◆ Required action:
Repeat each record that follows, keeping it identical.

* * *

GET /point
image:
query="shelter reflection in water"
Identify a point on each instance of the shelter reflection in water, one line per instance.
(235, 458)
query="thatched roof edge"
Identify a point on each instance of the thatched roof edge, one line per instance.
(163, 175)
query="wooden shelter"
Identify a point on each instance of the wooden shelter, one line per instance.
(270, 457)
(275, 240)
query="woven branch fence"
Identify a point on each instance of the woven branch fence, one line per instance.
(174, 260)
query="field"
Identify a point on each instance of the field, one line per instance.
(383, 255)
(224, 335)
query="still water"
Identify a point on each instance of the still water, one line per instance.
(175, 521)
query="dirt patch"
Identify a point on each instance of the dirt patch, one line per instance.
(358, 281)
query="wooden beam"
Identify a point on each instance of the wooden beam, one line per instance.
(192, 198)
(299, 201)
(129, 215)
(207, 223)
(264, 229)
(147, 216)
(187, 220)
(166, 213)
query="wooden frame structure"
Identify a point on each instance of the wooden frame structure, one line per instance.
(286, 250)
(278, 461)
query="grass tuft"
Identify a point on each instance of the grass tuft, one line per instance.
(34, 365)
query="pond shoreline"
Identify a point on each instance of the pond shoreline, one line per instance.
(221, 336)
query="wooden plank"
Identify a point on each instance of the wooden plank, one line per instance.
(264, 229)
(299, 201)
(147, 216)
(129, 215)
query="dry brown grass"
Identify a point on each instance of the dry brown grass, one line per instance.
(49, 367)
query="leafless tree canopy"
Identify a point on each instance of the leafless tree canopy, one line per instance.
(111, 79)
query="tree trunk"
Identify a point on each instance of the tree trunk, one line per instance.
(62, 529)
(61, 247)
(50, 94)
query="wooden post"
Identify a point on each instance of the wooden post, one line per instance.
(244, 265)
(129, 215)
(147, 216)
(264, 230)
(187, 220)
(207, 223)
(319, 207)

* * *

◆ Written solution:
GET /point
image:
query="shelter reflection in water"
Identify a point on each instance of the shelter reflection in water, one line per instance.
(235, 458)
query="thatched roof edge"
Identify a point on each instance of the thatched roof edge, one line per instance.
(163, 175)
query="wooden shelter"
Identify a point on each instance of the wooden shelter, one line per instance.
(270, 457)
(275, 240)
query="woven branch fence"
Identify a point on each instance of the woven branch fence, one line per instance.
(174, 260)
query="field"
Identify a point on each instance of the field, one line per instance.
(383, 255)
(224, 335)
query="still water"
Identify a point on each instance of the still water, one line per instance.
(175, 521)
query="dirt patch"
Identify a point on each instance of the dirt patch, one line per instance.
(358, 281)
query="wooden beam"
Identify a point on each instance of the wooden beam, one line per instance.
(192, 198)
(299, 201)
(129, 215)
(207, 223)
(264, 229)
(147, 216)
(187, 220)
(166, 213)
query="wooden frame structure"
Identify a point on each instance of the wooden frame structure, one line per instance.
(286, 250)
(278, 461)
query="grass tuft"
Identify a point on each instance of the grass tuft, one line per instance.
(34, 365)
query="pond shoreline"
Identify a point on each instance of the pond shoreline, one line per instance.
(221, 336)
query="wooden plank"
Identify a point on each instance of the wooden plank, one line per instance.
(264, 229)
(299, 201)
(147, 216)
(129, 215)
query="dry brown grass"
Identify a point on each instance of the dry brown grass, one line per instance.
(49, 367)
query="leafless tree canopy"
Identify a point on each instance of the leafless tree canopy, one line per instance.
(111, 79)
query="tree trunk"
Identify a point on each instance of the tree trunk, one line per instance.
(62, 529)
(61, 247)
(50, 94)
query="wooden post"
Identify a point on each instance of the wooden post, one line per instance.
(244, 265)
(129, 215)
(147, 216)
(264, 230)
(187, 220)
(207, 223)
(319, 207)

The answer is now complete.